# [DATA LISTING]
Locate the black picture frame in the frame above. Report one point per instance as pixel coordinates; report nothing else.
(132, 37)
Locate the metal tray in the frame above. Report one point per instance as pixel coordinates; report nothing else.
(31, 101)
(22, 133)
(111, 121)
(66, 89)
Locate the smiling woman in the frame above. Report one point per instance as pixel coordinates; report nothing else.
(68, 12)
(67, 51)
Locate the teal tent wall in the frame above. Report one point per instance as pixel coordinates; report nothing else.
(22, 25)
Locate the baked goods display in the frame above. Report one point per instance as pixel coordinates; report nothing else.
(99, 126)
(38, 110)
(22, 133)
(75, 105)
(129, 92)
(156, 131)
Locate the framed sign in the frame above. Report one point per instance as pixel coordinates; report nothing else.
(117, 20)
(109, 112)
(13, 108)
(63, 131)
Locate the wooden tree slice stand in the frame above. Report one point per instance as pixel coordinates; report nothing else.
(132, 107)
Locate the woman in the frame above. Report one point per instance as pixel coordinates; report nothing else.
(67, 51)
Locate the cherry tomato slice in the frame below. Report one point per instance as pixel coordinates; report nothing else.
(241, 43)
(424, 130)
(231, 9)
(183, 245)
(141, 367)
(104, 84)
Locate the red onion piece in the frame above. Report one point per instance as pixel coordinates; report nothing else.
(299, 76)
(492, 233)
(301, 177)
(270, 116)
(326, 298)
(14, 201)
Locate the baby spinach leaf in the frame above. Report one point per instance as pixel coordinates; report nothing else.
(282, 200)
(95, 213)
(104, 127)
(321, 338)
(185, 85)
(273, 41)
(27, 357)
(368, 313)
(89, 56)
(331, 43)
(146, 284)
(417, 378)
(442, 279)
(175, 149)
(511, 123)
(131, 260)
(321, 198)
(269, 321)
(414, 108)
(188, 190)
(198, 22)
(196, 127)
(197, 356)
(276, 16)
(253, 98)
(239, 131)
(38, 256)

# [WHAT TO PRODUCE]
Recast the stretch from the line containing "Locate the red" through the end of the material as a JSON list of strings, one per line, leaving out any blank lines.

# [RESPONSE]
[
  "Locate the red onion piece in the frame above. Report one point per instance as pixel coordinates; report nothing else.",
  "(299, 76)",
  "(492, 233)",
  "(301, 177)",
  "(270, 116)",
  "(326, 298)",
  "(14, 201)",
  "Locate the baby spinach leaf in the frame above. Report one point per instance as pixel coordinates; report nothing else.",
  "(282, 200)",
  "(95, 213)",
  "(104, 127)",
  "(321, 338)",
  "(185, 85)",
  "(273, 41)",
  "(27, 357)",
  "(368, 313)",
  "(89, 56)",
  "(331, 43)",
  "(146, 284)",
  "(417, 378)",
  "(442, 279)",
  "(175, 149)",
  "(511, 123)",
  "(131, 260)",
  "(321, 198)",
  "(269, 321)",
  "(414, 108)",
  "(188, 190)",
  "(198, 22)",
  "(196, 127)",
  "(197, 356)",
  "(276, 16)",
  "(253, 98)",
  "(239, 131)",
  "(38, 256)"
]